**The problem**
Your copy should match the records below exactly, except for the pictures.

**Dataset records**

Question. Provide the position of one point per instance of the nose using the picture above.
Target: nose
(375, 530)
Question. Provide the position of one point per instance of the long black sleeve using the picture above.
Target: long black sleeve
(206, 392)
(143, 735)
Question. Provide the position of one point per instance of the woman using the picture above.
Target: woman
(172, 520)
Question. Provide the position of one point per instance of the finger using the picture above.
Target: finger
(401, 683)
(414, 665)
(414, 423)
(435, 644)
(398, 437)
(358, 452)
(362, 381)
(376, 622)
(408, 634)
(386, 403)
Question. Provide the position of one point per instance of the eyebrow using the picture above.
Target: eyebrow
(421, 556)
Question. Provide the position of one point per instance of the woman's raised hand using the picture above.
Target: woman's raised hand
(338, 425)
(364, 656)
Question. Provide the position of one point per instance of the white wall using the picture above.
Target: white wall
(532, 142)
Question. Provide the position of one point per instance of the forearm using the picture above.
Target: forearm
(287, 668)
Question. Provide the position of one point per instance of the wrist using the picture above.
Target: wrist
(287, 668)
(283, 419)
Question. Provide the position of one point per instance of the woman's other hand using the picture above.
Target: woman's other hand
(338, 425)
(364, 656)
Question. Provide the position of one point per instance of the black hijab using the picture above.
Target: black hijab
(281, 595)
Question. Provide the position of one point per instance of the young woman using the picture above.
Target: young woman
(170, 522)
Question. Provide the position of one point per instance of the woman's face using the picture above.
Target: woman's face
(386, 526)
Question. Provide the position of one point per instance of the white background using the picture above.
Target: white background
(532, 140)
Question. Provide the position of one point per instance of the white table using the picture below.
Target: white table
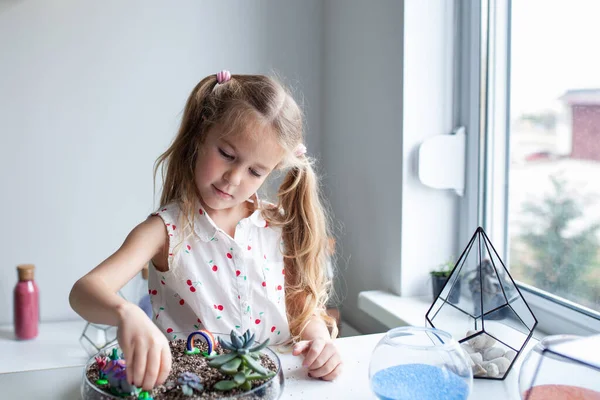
(55, 360)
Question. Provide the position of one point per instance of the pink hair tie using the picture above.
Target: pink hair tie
(300, 150)
(223, 76)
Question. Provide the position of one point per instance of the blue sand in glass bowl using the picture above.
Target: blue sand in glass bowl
(418, 381)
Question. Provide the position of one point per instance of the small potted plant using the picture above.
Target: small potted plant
(439, 276)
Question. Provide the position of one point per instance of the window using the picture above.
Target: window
(532, 110)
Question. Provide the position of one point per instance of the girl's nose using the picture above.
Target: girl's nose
(233, 176)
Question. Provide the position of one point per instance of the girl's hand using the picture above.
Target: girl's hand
(145, 348)
(321, 356)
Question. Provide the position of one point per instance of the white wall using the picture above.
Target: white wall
(387, 86)
(92, 92)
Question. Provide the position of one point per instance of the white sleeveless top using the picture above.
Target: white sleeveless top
(219, 283)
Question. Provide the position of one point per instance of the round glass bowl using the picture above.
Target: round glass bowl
(419, 363)
(270, 390)
(549, 372)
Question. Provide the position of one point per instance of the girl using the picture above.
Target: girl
(220, 258)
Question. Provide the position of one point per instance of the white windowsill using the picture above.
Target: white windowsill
(392, 310)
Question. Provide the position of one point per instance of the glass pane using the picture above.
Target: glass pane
(554, 168)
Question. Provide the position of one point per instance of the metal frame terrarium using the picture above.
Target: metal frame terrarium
(237, 358)
(482, 307)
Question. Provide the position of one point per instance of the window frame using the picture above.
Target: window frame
(483, 107)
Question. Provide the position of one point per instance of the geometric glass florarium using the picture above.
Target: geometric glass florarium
(482, 307)
(97, 336)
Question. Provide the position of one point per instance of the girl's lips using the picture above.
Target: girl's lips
(221, 193)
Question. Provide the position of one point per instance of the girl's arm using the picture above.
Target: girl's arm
(95, 297)
(316, 329)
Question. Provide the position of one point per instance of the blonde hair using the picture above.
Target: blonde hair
(299, 211)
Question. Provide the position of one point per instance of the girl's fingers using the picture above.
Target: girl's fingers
(301, 347)
(152, 367)
(165, 365)
(130, 364)
(322, 358)
(326, 367)
(334, 374)
(315, 350)
(139, 367)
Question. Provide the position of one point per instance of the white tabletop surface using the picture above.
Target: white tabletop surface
(51, 367)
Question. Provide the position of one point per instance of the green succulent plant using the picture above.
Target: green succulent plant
(189, 382)
(242, 362)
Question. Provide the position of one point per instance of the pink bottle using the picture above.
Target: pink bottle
(26, 303)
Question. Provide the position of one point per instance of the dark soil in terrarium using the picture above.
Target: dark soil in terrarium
(196, 364)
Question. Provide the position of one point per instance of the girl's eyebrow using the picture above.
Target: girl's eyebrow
(227, 142)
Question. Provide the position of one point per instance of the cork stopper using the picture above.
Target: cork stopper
(25, 272)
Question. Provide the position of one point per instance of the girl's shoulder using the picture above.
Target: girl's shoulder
(171, 215)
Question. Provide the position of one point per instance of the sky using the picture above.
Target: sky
(555, 47)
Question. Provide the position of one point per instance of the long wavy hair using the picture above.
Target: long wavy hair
(299, 211)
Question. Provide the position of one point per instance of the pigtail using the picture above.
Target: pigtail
(306, 237)
(178, 161)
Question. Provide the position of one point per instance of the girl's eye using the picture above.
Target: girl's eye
(227, 156)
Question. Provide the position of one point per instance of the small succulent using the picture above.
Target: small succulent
(242, 362)
(115, 373)
(101, 362)
(189, 382)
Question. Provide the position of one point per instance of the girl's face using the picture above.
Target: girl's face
(230, 169)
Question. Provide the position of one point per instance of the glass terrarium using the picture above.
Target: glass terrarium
(419, 363)
(562, 367)
(95, 386)
(482, 307)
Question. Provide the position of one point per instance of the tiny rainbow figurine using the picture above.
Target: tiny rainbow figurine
(208, 337)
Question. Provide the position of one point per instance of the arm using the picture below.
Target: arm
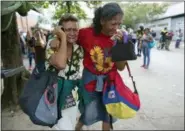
(59, 59)
(121, 65)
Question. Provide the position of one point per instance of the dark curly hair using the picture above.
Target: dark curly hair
(107, 12)
(66, 18)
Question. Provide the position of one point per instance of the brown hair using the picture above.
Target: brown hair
(66, 18)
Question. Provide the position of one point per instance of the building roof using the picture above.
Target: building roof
(173, 10)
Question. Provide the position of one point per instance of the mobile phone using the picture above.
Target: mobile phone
(62, 28)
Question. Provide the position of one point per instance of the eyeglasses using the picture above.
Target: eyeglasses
(70, 29)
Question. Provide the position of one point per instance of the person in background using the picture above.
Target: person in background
(164, 34)
(147, 38)
(66, 56)
(153, 33)
(30, 42)
(39, 47)
(179, 36)
(22, 43)
(134, 37)
(169, 39)
(140, 33)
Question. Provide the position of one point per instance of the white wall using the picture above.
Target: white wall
(158, 25)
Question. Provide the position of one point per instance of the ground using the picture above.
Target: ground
(161, 90)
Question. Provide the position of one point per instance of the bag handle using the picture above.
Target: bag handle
(130, 75)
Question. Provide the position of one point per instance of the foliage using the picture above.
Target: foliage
(136, 12)
(63, 7)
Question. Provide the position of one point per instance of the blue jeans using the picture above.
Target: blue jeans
(146, 56)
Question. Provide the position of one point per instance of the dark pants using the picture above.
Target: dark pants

**Solution**
Question. Provide the position of one point per instance of the nose using the picture above.
Target: nose
(375, 530)
Question. Provide the position of one point per instance of the long black sleeve using the picture above.
Target: long black sleeve
(206, 392)
(143, 735)
Question. Provide the position of one point per instance of the woman using the picture above.
Target: woman
(172, 520)
Question. Provide the position of one point per instance of the finger using the picture above.
Target: finger
(401, 683)
(414, 665)
(414, 423)
(435, 644)
(398, 437)
(358, 452)
(362, 381)
(376, 622)
(408, 634)
(386, 403)
Question. Provide the position of one point per instance of the eyebrow using the picture above.
Target: eyebrow
(421, 556)
Question. Provide the position of one point per instance of the woman's raised hand using the picture above.
Target: woman's raised hand
(338, 425)
(364, 656)
Question. Provide the position of one point per instance of the white wall using the picture above.
Target: white wall
(532, 142)
Question. Provide the position of one point per instance of the forearm using the picture above.
Target: forearm
(287, 668)
Question. Provide the position of one point per instance of the wrist using the picture above.
Target: wrist
(287, 668)
(283, 419)
Question. Provide the position of one point per instance of the woman's other hand using the picture above.
Target: woman's other hand
(338, 425)
(364, 656)
Question. Provide the position of one point per instance of the black hijab using the picture above.
Target: black hijab
(281, 595)
Question. Provide the position of one point per instance of the young woman using the picture above.
Target: young woman
(170, 522)
Question. Provide the position of one point per instance of the woman's face using the picture above.
Target: woman's face
(386, 526)
Question. Provide the position of one point per instance of the white background using the picture above.
Target: white background
(532, 140)
Question. Provide the position of one point per instance of the white table using the picture below.
Target: white table
(55, 360)
Question. Provide the position of one point per instance of the pink hair tie using the picture above.
Target: pink hair tie
(300, 150)
(223, 76)
Question. Provide the position of one point per instance of the blue sand in glass bowl using the picture above.
Target: blue sand in glass bowl
(418, 381)
Question. Provide the position of one point per instance of the small potted plant using the picture above.
Target: small potted plant
(439, 276)
Question. Provide the position of one point per instance of the window using the picture above.
Target: window
(532, 110)
Question. Provide the position of one point per instance of the girl's nose using the picture above.
Target: girl's nose
(233, 176)
Question. Provide the position of one point per instance of the girl's hand using the picture above.
Target: girl's hand
(145, 348)
(321, 356)
Question. Provide the position of one point per instance of the white wall using the picture above.
Target: white wall
(387, 86)
(92, 92)
Question. Provide the position of one point per instance of the white sleeveless top using the picture above.
Target: white sleeveless top
(219, 283)
Question. Provide the position of one point per instance of the round glass bowl using the picture above.
Target: round glass bowl
(419, 363)
(270, 390)
(549, 372)
Question. Provide the position of one point per instance of the girl using the picture above.
Target: girl
(220, 258)
Question. Provide the position of one point per instance of the white windowsill using the picture above.
Target: white windowsill
(392, 310)
Question. Provide the position of one point per instance of the glass pane using the picture above.
Target: glass pane
(554, 168)
Question. Provide the position of one point per instance of the metal frame terrarium using the picture above.
Target: metal frame terrarium
(237, 358)
(482, 307)
Question. Provide the position of one point per instance of the window frame using the picture above.
Target: window frame
(483, 107)
Question. Provide the position of one point per instance of the geometric glass florarium using the picture above.
Target: geometric glass florarium
(482, 307)
(97, 336)
Question. Provide the position of one point per instance of the girl's lips using the picture above.
Target: girl's lips
(221, 193)
Question. Provide the position of one point per instance of the girl's arm using the picture above.
Target: girl's arm
(95, 297)
(316, 329)
Question. Provide the position of one point per instance of the blonde hair using the picture above.
Target: blonde hair
(299, 211)
Question. Provide the position of one point per instance of the girl's fingers using the picture above.
Target: girl's fingers
(301, 347)
(152, 367)
(165, 365)
(130, 364)
(322, 358)
(326, 367)
(334, 374)
(315, 350)
(139, 367)
Question. Provide the position of one point per instance of the white tabletop surface using the picture above.
Target: white tabletop surface
(51, 367)
Question. Provide the position of one point per instance of the green succulent plant using the picture above.
Target: green succulent plant
(189, 382)
(242, 362)
Question. Provide the position of one point per instance of the pink bottle using the picture above.
Target: pink bottle
(26, 303)
Question. Provide the position of one point per instance of the dark soil in terrarium using the picture above.
Target: dark soil in terrarium
(196, 364)
Question. Provide the position of one point per instance of the girl's eyebrow using the picture above.
Target: girl's eyebrow
(227, 142)
Question. Provide the position of one point per instance of the cork stopper using the picture above.
Target: cork stopper
(25, 272)
Question. Provide the position of one point per instance of the girl's shoulder using the picture above.
Target: girl's shoulder
(171, 215)
Question. Provide the position of one point per instance of the sky using the picture above.
Target: sky
(555, 47)
Question. Provide the position of one point per instance of the long wavy hair using the picture above.
Target: long wavy hair
(299, 211)
Question. Provide the position of one point per instance of the pigtail using the picture above.
Target: pigtail
(306, 237)
(178, 161)
Question. Provide the position of one point per instance of the girl's eye using the picture above.
Target: girl's eye
(227, 156)
Question. Provide the position of one point per instance of the small succulent using the picture above.
Target: small succulent
(242, 362)
(115, 373)
(101, 362)
(189, 382)
Question. Provide the position of one point per instance of the girl's face using the picture above.
Target: girl's face
(230, 169)
Question. Provide the position of one point per instance of the glass terrarium using the picture above.
Target: glass terrarium
(419, 363)
(562, 367)
(95, 386)
(482, 307)
Question. Provide the position of one point per instance of the tiny rainbow figurine using the picture above.
Target: tiny rainbow figurine
(208, 337)
Question. Provide the position of one point per instance of the arm using the picture below.
Target: arm
(59, 59)
(121, 65)
Question. Provide the position of one point per instance of the dark curly hair using the picture above.
Target: dark curly hair
(107, 12)
(66, 18)
Question. Provide the position of one point per instance of the brown hair using the picture above.
Target: brown hair
(66, 18)
Question. Provide the position of one point per instance of the building roof using the picture above.
Target: building roof
(173, 10)
Question. Provide the position of one point per instance of the mobile phone using the picture above.
Target: mobile phone
(62, 28)
Question. Provide the position of one point per instance of the eyeglasses using the picture above.
Target: eyeglasses
(70, 29)
Question. Provide the position of one point per instance of the person in background using the picture above.
Target: person in background
(164, 34)
(147, 38)
(66, 56)
(153, 33)
(30, 42)
(39, 47)
(179, 36)
(22, 43)
(134, 37)
(169, 39)
(140, 33)
Question. Provide the position of one point per instance of the white wall using the picture above.
Target: white wall
(158, 25)
Question. Provide the position of one point per instance of the ground using the picture above.
Target: ground
(161, 90)
Question. Provide the position of one point per instance of the bag handle using the picture above.
Target: bag handle
(130, 75)
Question. Provide the position of one point per instance of the foliage using the picture above.
Target: foliage
(136, 12)
(63, 7)
Question. Provide the position of one point per instance of the blue jeans using the picture above.
Target: blue jeans
(146, 56)
Question. Provide the position of one point per instance of the dark pants using the picture above.
Target: dark pants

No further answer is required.